• **Action item**:
From the first line to the last, output the records exactly and drop any images.

[[ Records shown, beginning ]]

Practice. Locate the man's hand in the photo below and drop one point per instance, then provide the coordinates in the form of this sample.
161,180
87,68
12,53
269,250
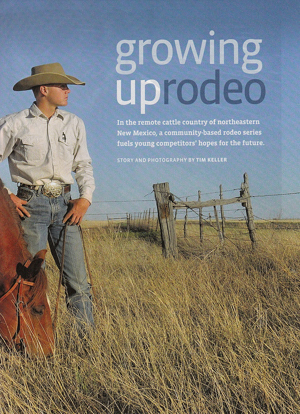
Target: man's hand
19,203
77,210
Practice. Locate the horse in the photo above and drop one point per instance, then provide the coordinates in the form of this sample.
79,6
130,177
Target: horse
25,317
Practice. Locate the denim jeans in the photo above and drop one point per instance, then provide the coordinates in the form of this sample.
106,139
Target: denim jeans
45,224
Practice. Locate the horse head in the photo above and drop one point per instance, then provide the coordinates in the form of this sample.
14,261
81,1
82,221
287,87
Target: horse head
25,319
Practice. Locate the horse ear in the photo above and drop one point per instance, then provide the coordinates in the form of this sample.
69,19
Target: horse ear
34,266
37,262
40,255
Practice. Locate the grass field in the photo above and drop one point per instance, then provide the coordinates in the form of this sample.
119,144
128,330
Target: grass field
216,331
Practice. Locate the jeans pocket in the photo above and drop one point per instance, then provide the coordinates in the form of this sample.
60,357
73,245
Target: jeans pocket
25,194
67,198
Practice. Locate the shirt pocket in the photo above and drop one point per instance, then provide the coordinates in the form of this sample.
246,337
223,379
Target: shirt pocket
66,151
32,149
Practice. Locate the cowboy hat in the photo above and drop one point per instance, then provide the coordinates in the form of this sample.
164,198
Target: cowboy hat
46,74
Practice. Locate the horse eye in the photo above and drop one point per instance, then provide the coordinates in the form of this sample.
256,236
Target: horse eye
37,310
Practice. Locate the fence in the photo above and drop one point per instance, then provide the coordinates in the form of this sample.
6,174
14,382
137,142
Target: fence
166,204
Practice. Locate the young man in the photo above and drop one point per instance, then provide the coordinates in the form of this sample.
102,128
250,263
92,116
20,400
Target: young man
44,145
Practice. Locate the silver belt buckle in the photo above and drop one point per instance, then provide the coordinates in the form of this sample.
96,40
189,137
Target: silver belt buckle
52,189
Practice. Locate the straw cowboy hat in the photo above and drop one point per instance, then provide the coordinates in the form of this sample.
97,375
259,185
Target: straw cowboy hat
46,74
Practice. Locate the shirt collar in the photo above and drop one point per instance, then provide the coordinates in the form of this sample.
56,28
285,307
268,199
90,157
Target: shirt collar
35,111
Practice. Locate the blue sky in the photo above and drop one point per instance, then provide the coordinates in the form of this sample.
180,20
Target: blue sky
83,35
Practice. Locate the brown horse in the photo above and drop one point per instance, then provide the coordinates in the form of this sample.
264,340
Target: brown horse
25,320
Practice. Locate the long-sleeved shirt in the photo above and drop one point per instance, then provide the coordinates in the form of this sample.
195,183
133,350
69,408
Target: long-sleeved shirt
40,150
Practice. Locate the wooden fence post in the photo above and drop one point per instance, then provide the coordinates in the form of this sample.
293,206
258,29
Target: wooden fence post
217,224
249,212
166,219
185,222
200,218
222,212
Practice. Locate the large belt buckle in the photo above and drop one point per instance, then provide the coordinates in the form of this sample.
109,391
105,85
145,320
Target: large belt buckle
52,189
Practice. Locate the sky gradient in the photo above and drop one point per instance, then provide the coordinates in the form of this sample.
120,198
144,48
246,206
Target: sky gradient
83,37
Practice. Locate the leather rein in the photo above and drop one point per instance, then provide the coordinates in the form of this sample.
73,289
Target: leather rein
19,283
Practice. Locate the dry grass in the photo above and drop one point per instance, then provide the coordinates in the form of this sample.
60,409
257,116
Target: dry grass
215,332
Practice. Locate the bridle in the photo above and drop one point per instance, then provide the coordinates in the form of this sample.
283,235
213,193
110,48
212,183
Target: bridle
18,336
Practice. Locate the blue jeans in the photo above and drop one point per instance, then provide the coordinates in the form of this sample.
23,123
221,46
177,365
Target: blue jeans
45,224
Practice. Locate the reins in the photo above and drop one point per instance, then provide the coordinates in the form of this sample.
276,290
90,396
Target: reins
19,283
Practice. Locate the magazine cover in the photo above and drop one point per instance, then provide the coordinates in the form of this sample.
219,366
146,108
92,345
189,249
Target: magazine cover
193,93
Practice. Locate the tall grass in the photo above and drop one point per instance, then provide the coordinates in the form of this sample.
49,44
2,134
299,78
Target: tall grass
207,333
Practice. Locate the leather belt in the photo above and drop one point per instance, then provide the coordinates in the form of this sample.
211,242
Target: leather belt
52,189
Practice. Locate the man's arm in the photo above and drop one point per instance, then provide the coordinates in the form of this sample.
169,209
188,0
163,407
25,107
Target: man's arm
77,210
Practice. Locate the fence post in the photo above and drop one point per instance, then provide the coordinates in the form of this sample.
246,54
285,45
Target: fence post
185,222
249,212
217,224
222,212
200,218
166,219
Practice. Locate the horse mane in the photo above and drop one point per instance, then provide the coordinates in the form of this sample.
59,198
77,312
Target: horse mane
11,210
39,279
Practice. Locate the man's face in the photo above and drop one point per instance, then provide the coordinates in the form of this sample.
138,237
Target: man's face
57,94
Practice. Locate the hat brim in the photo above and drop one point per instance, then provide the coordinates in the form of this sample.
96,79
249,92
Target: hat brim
44,79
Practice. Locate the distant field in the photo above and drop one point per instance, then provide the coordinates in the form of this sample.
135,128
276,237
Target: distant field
216,331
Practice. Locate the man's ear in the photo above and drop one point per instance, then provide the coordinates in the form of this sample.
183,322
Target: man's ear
43,90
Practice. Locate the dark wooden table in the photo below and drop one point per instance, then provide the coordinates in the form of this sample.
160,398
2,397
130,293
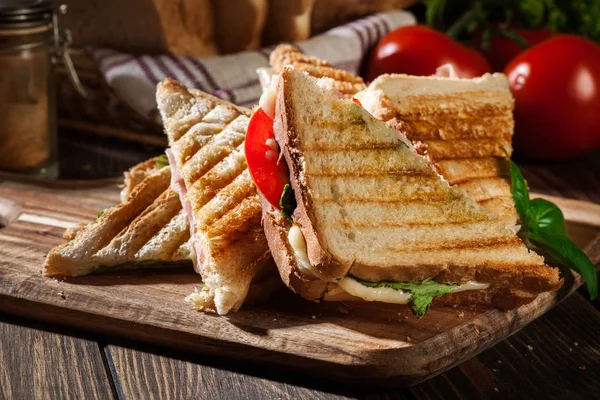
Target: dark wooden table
555,357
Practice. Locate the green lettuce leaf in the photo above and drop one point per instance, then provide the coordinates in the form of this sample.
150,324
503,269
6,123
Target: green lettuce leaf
287,202
422,293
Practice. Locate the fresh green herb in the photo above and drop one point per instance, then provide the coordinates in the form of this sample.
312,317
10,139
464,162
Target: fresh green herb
461,19
422,293
162,161
287,202
101,212
543,228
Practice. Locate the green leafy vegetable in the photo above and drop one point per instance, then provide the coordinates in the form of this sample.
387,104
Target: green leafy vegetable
287,202
461,19
543,227
162,161
520,191
563,251
422,293
544,216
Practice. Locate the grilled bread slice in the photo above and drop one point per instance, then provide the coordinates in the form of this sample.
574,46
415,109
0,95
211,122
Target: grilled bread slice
207,158
147,228
462,126
369,208
343,81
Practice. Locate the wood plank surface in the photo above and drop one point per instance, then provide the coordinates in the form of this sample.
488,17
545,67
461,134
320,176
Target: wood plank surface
557,350
361,341
140,374
38,364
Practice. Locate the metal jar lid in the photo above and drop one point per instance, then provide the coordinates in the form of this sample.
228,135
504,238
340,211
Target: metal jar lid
22,14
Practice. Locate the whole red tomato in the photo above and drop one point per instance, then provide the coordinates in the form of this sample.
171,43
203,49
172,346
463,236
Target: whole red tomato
419,50
502,50
556,86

[[ Records shown, end ]]

• **Answer to this problem**:
Practice. Locate the man's hand in the photo below and drop one point per instance, then provide the coordinates in the form of this sample.
161,180
87,68
12,53
269,250
Target: man's hand
19,203
77,210
Practice. Locate the horse in the photo above and drop one point per instance, then provide the coordinates in the form of this sample.
79,6
130,177
Target: horse
25,317
Practice. Locate the denim jeans in the photo above and drop one point per instance, then provide the coordinates in the form of this sample.
106,139
Target: denim jeans
45,224
Practice. Locate the horse head in the photo above and drop one point per instance, then provide the coordinates in the form of this sample.
14,261
81,1
82,221
287,87
Target: horse head
25,319
Practice. Locate the horse ear in the photo above and drop one point per instance, then provide the coordinates in the form of this sample.
69,19
Target: horse ear
34,266
37,262
40,255
Practice. Locate the grass field in the photo above and drop one point per instance, then provide the coordinates in the form of this sample.
119,144
128,330
Target: grass field
216,331
Practice. Locate the jeans pocket in the photo above and drop one point per instance, then provide the coordinates in the form of this sample.
60,357
73,245
Target: jeans pocket
25,194
67,198
Practice. Locate the shirt pocket in the photo above and drop one point per instance, then provide the coordinates in the form of this sample.
246,337
223,379
Target: shirt pocket
66,151
32,149
Practice. Locate the cowboy hat in the photo above and drop one point per instance, then provide the coordinates in the form of this sample.
164,198
Target: cowboy hat
46,74
Practice. Locate the horse eye in the photo above and drop one point per instance, then provide the coordinates in the form of this sample.
256,236
Target: horse eye
37,310
Practice. Locate the fence in the photo above and drop one point per instance, then provide the coordinates in the form of this sample.
6,174
14,382
137,142
Target: fence
166,204
Practice. Locate the young man in the photo above and drop one point per instance, then provide the coordinates in the form of this sample.
102,128
250,263
92,116
20,400
Target: young man
44,145
Practice. Locate the silver belt buckle in the photo above and drop one point per instance, then provide the coordinates in the form of this sample.
96,40
189,137
Target: silver belt buckle
52,189
Practice. Locate the straw cowboy hat in the photo above and drop one point per instance, then provide the coordinates in the form of this sample.
97,375
259,185
Target: straw cowboy hat
46,74
Practice. Locate the shirt collar in the photo above and drop one point per instance, then provide the coordinates in the form of this sample.
56,28
285,307
268,199
90,157
Target: shirt collar
35,111
Practice. Locate the blue sky in the photo above and drop one point per instance, then provide the coordinates in the form of this sample.
180,20
Target: blue sky
83,35
Practice. Locate the brown horse in the photo above and drop one point per instance, then provide the coordinates in the form of this sample.
264,340
Target: brown horse
25,320
Practice. Locate the long-sleeved shirt in the photo above and drop one point per instance, then provide the coordinates in the form of this sample.
195,183
133,350
69,408
Target: long-sleeved shirt
40,150
Practice. Locate the wooden fence post in the photo above and drop one point per instance, then provide the coordinates in the form of this sample.
293,206
258,29
Target: wooden fence post
217,224
249,212
166,219
185,222
200,218
222,212
Practice. Locate the large belt buckle in the photo above and drop one point per instance, then provide the coordinates in the form of this sample.
109,391
105,85
145,320
Target: large belt buckle
52,189
Practice. Locate the sky gradient in the photo above and drop one point per instance, then provide the coordinates in the form of this sample.
120,198
144,48
246,206
Target: sky gradient
83,37
Practice. Locate the leather rein in the photo above and drop one point per instance, then provide the coordinates in the form of this sample.
73,289
Target: leather rein
19,283
Practice. Locate the dry grass in the photo above and drop one point per instance, then provide the coordinates in the form of this sample.
60,409
257,116
Target: dry grass
215,332
Practice. Locate the bridle in the photo above and drop one point per instance, then provide the coordinates in the form of this sample.
283,235
213,193
110,48
212,183
Target: bridle
18,336
Practice. Locate the blue jeans in the photo above and drop one point per instance, then provide the coordinates in the form of this sample.
23,123
221,46
177,365
Target: blue jeans
45,224
Practice. Locate the reins in the photo above and drop one point per instance, then provide the coordinates in the form of this sample.
276,290
90,396
Target: reins
19,283
Practice. Locate the magazine cover in the photo above and drop one point per instance, then provide the coordinates in the form of this sample.
219,366
146,108
92,345
189,249
Target: magazine cover
193,93
Practice. Locate the tall grass in the photo above and drop one point per instance, then provide the coordinates in the form of this sample.
49,44
2,134
299,78
Target: tall grass
207,333
Practice. Locate the leather belt in the photo above and drop one point per instance, then provide the coordinates in the form of this sample.
211,242
Target: leather belt
52,189
Practice. Locate the man's arm in the photo above and drop one point per instance, then provide the coordinates in the form of this sample.
169,209
188,0
163,407
25,107
Target: man's arm
77,210
Practice. Locate the fence post in the photo above and drop one point per instance, then provide the coordinates in the form of this sample.
246,54
285,45
Target: fence post
185,222
249,212
217,224
222,212
200,218
166,219
Practice. Locate the horse mane in the photo above and drop one point per instance, then provide the coordinates in the form of this sample.
59,198
77,312
Target: horse mane
11,210
39,279
Practice. Locate the man's face in the photo above and drop one point per instance, then provide the coordinates in the form of this sample.
138,237
Target: man's face
57,94
Practice. Locate the hat brim in the photo above and drop one point per instance, then provide the coordinates in the form of this sample.
96,79
249,92
Target: hat brim
44,79
Practice. Locate the distant field in the photo above and drop one point per instance, then provide the coordinates in the form of this sample.
135,128
276,237
Target: distant field
216,331
Practice. Locate the man's ear in the photo above and drop one point per instance, then provide the coordinates in the form of this sample.
183,322
Target: man's ear
43,90
Practice. Locate the dark wooden table in the photo below and drop one point per instance, then provide the coordinates in the form of this sample.
160,398
2,397
130,293
Target: dark wooden table
555,357
Practice. Locate the green lettuce leaf in the photo above and drop one point per instance, then provide the coordinates in the form of this sample.
150,324
503,269
6,123
Target: green lettuce leaf
287,202
422,293
Practice. Locate the fresh green herb in the photo above and drop one point per instance, then provide the coordinates in the form of this sample.
312,317
10,139
464,162
Target: fresh green herb
461,19
422,293
162,161
287,202
101,212
543,228
Practice. Locate the green leafy vegetable in the photo above and drop one point per instance, then provide the coordinates in the form of this sample.
387,104
Target: green leafy vegetable
287,202
461,19
543,227
162,161
520,191
563,251
422,293
544,216
Practice. Locate the grilled bread slice in the photo above and drop one point per instance, then provide the coordinates in the form of this sample.
574,46
415,109
0,95
211,122
Target: grilled bread slice
207,158
147,228
462,126
369,208
343,81
Practice. Locate the wood plank surface in the photo above and drop one point per instance, then provide the coordinates in the form of this sample.
488,17
545,67
461,134
320,176
Target: wood plank surface
557,350
361,341
140,374
38,364
Practice. Locate the metal jar lid in the photo above and drop one point per instance, then provide the coordinates in the form of this sample.
228,135
504,238
340,211
Target: metal jar lid
22,14
Practice. Locate the whole red tomato in the photo above and drop one point per instance, then provide the coordinates in the form of this sample.
171,43
203,49
172,346
463,236
Target: whole red tomato
419,50
502,50
556,86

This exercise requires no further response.